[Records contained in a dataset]
============

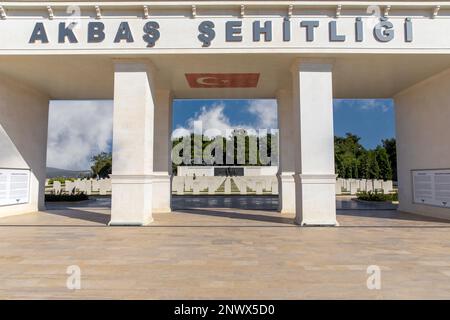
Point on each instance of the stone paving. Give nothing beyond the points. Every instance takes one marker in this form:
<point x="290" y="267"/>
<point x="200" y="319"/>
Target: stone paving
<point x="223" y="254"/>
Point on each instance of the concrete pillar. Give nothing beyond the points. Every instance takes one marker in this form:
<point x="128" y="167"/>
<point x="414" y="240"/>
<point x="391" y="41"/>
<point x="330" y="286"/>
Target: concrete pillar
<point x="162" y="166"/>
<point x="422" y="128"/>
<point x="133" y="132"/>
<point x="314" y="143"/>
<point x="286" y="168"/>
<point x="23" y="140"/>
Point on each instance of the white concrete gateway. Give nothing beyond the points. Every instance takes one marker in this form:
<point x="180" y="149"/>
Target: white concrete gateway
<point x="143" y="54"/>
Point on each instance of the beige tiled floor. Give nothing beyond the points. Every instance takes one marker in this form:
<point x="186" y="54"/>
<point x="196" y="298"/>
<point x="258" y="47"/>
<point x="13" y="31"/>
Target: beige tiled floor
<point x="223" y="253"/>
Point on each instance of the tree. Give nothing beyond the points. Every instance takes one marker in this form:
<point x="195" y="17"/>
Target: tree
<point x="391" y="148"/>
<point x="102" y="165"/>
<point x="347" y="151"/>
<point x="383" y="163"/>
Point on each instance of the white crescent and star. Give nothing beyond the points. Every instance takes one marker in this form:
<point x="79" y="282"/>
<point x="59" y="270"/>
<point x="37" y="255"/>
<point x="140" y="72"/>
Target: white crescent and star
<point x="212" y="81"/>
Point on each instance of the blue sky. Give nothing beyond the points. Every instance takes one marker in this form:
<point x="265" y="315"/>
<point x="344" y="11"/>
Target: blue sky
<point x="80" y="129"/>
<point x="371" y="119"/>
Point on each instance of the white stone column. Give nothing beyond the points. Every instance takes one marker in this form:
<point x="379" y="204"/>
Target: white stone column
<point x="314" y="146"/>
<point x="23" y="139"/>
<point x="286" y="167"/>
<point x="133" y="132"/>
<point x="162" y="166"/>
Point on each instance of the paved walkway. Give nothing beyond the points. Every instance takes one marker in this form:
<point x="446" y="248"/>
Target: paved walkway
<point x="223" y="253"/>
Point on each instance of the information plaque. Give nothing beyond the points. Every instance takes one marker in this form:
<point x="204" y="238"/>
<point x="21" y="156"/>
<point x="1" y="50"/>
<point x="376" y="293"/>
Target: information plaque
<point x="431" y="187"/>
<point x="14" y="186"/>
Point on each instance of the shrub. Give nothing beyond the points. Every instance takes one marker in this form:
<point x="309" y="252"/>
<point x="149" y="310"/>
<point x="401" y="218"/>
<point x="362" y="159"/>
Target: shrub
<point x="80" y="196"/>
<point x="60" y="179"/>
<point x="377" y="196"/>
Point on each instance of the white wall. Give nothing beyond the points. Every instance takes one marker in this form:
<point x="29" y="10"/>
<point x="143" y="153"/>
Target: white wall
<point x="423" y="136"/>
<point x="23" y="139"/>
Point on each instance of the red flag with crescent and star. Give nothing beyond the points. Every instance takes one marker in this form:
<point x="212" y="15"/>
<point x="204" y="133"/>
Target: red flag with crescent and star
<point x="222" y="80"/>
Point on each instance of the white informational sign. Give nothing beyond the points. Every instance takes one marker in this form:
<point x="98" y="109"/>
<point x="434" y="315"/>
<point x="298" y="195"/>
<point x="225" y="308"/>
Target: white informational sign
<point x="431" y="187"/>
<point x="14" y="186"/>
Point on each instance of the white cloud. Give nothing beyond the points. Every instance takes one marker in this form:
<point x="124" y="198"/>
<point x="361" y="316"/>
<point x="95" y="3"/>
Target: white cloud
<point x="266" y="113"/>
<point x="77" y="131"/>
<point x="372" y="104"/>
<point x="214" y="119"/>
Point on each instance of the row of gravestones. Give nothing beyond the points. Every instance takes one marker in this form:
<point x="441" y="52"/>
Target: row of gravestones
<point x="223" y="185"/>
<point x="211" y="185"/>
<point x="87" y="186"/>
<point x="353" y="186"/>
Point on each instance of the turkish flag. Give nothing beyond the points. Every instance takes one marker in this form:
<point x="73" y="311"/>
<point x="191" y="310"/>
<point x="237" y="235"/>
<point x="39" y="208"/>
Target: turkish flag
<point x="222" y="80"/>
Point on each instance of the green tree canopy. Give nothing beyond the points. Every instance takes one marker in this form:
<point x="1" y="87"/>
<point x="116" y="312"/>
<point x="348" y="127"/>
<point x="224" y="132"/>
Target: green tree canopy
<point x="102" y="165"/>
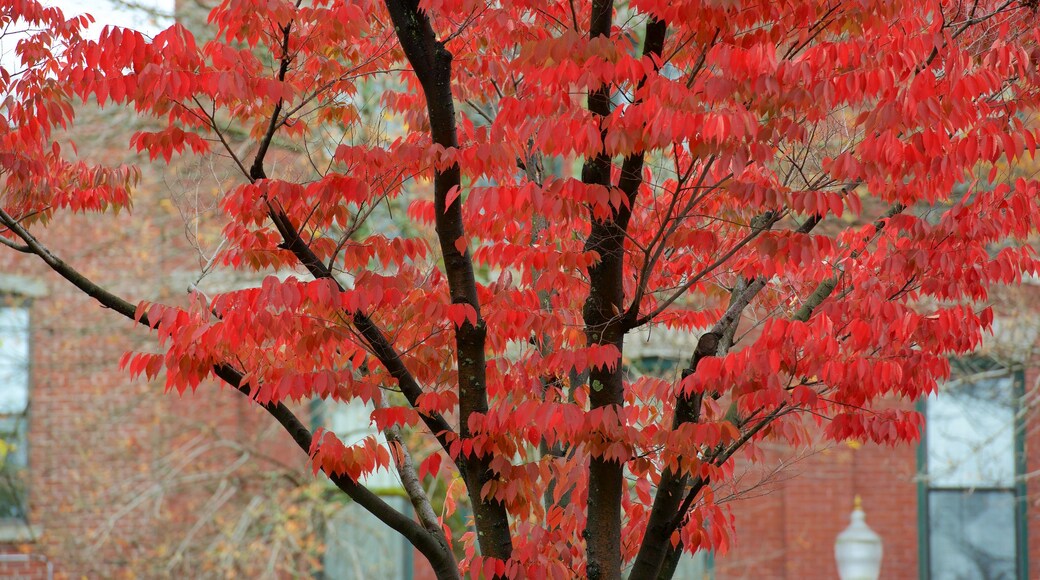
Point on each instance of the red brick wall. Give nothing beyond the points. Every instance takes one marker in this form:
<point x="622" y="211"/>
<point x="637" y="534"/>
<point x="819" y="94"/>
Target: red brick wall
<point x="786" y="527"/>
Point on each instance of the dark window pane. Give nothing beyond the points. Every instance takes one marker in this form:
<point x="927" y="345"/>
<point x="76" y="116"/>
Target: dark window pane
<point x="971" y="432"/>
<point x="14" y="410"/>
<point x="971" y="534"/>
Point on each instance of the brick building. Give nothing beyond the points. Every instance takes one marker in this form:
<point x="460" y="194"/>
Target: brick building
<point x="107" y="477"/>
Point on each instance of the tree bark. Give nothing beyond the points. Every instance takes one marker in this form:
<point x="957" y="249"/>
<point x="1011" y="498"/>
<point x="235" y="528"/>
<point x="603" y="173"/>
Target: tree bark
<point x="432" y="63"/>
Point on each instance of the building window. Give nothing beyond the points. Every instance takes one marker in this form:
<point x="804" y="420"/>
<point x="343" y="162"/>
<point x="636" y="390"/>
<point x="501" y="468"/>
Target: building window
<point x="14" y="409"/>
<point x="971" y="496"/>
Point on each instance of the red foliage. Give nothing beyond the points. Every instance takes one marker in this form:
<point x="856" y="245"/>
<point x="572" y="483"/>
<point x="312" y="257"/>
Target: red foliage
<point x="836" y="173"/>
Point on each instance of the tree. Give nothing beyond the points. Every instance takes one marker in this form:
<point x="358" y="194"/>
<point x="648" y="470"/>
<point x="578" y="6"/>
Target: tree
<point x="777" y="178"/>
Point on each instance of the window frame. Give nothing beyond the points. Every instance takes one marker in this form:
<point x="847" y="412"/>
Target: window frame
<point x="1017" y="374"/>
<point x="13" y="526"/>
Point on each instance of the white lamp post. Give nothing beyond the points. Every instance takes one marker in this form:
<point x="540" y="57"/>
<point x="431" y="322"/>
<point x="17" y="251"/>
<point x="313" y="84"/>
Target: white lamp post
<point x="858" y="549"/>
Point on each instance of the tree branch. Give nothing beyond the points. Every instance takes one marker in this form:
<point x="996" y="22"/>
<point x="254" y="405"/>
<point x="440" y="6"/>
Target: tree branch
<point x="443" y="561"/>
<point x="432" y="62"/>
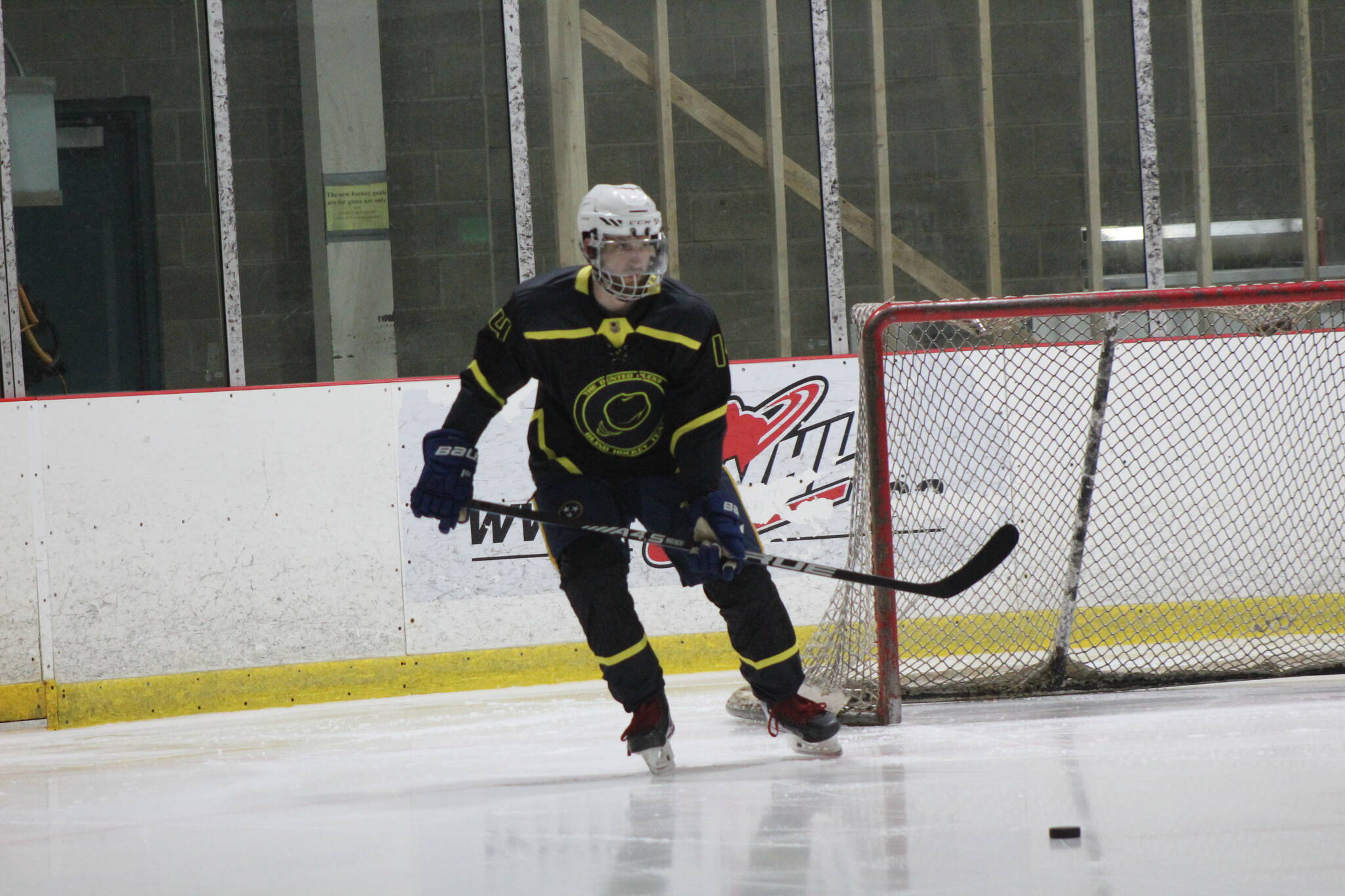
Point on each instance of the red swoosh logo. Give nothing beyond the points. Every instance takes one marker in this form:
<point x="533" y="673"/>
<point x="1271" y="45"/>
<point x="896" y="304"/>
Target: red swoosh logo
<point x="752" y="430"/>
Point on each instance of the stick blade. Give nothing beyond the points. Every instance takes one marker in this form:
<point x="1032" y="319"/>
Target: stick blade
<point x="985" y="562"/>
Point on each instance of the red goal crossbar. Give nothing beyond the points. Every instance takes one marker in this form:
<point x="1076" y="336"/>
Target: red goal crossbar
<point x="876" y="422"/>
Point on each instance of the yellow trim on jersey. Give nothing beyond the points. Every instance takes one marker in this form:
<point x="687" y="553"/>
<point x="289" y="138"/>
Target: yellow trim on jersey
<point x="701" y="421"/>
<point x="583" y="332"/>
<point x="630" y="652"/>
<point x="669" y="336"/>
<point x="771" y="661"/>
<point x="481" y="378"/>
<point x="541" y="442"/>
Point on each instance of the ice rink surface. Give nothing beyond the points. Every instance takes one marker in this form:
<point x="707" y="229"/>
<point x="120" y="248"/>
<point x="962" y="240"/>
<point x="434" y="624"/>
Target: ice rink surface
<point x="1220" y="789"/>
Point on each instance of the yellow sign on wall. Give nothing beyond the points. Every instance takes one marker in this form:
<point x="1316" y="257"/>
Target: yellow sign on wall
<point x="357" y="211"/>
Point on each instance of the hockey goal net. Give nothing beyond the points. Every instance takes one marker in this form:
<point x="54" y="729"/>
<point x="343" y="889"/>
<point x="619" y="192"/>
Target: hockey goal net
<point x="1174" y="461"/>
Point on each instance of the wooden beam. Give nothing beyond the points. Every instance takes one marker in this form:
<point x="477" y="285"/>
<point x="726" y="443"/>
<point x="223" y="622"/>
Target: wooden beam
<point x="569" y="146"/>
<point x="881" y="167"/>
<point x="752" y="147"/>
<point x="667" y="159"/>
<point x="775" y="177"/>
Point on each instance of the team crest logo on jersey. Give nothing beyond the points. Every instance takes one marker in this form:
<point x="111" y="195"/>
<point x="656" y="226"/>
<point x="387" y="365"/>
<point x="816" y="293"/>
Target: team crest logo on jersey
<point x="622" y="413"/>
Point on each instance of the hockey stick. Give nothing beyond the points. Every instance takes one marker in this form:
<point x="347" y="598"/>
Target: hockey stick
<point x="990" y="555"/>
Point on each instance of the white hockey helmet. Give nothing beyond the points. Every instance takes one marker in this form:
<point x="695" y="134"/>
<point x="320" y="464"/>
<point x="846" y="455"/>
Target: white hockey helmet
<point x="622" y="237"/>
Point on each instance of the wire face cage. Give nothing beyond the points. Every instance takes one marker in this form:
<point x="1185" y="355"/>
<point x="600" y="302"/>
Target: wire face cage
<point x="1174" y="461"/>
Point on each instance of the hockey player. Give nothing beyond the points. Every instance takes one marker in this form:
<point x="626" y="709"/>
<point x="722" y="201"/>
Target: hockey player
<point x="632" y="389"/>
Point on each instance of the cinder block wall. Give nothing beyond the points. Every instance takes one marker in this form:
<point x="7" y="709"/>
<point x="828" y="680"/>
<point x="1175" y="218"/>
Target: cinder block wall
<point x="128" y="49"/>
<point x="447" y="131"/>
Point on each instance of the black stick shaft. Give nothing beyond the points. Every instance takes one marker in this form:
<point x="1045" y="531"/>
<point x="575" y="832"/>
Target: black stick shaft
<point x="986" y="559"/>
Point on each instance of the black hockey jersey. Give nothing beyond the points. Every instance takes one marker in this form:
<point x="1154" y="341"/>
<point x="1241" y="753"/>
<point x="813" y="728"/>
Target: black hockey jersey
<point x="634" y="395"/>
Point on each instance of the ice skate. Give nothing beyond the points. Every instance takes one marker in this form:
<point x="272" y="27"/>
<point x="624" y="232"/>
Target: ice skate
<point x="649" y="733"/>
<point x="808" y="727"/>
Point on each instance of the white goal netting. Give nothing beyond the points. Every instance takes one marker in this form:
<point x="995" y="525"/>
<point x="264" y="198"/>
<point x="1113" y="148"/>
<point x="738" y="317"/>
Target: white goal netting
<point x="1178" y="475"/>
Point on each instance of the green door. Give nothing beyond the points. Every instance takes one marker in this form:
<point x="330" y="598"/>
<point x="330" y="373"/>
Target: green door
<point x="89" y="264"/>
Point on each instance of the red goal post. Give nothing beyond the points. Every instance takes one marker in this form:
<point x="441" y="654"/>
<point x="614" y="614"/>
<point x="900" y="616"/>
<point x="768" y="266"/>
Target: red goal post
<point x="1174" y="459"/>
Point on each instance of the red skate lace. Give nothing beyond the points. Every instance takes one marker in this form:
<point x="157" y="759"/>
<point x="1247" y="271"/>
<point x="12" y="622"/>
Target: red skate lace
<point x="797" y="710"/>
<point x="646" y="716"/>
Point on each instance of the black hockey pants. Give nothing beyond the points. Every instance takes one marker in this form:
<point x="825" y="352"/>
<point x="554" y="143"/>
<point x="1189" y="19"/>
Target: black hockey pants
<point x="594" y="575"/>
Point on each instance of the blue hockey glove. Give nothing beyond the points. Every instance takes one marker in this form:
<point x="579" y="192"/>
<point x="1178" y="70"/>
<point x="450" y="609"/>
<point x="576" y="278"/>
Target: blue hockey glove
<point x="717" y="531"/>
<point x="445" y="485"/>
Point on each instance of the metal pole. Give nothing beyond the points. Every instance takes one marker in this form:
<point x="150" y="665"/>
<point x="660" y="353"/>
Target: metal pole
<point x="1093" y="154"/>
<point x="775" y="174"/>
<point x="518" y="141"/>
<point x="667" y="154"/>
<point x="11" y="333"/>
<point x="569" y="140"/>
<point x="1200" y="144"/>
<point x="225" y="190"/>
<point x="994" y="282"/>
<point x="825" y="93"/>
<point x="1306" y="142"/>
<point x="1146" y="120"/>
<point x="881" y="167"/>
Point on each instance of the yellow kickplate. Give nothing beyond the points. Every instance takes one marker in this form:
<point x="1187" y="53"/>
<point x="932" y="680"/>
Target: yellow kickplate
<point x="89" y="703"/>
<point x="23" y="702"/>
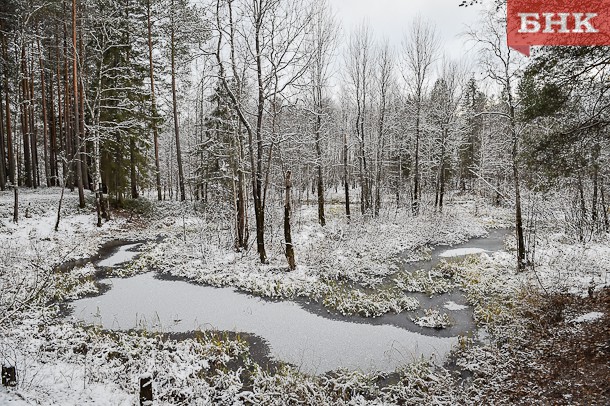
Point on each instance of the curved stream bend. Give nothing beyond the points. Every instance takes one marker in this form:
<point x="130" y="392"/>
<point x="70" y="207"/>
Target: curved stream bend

============

Exercise task:
Without any pictures, write out the lines running from the one containing "Point on each instance of the red skate" through the end of the listing above, both included, exactly as given.

Exercise answer:
Point on each instance of the red skate lace. Give nothing beyond the points. Every instance takes one marker in this form:
<point x="157" y="759"/>
<point x="1247" y="271"/>
<point x="12" y="622"/>
Target: red skate lace
<point x="797" y="710"/>
<point x="646" y="716"/>
Point on each instance of the black hockey pants. Give nothing beyond the points. Every instance takes one marker in this form:
<point x="825" y="352"/>
<point x="554" y="143"/>
<point x="1189" y="19"/>
Target: black hockey pants
<point x="594" y="575"/>
Point on each instance of the blue hockey glove. Give nothing beyond the points. Every instance takes one marker in this form:
<point x="579" y="192"/>
<point x="1178" y="70"/>
<point x="450" y="609"/>
<point x="576" y="278"/>
Target: blue hockey glove
<point x="717" y="531"/>
<point x="445" y="485"/>
Point on each instance of the metal pole. Give nothing beyond the points. Every instance takes one marker in this form:
<point x="150" y="665"/>
<point x="660" y="353"/>
Target: metal pole
<point x="1093" y="154"/>
<point x="775" y="174"/>
<point x="518" y="141"/>
<point x="667" y="154"/>
<point x="11" y="333"/>
<point x="569" y="140"/>
<point x="1200" y="144"/>
<point x="225" y="190"/>
<point x="994" y="282"/>
<point x="825" y="93"/>
<point x="1306" y="142"/>
<point x="1146" y="120"/>
<point x="881" y="167"/>
Point on each instance of the yellow kickplate. Give nothing beyond the points. Every instance takes one marker in this form:
<point x="1187" y="53"/>
<point x="932" y="680"/>
Target: yellow kickplate
<point x="89" y="703"/>
<point x="23" y="702"/>
Point on each instance of the curved stream bend. Give nothing beyond the points. Every instance takes one marker in this form:
<point x="130" y="392"/>
<point x="70" y="207"/>
Target: curved stream bend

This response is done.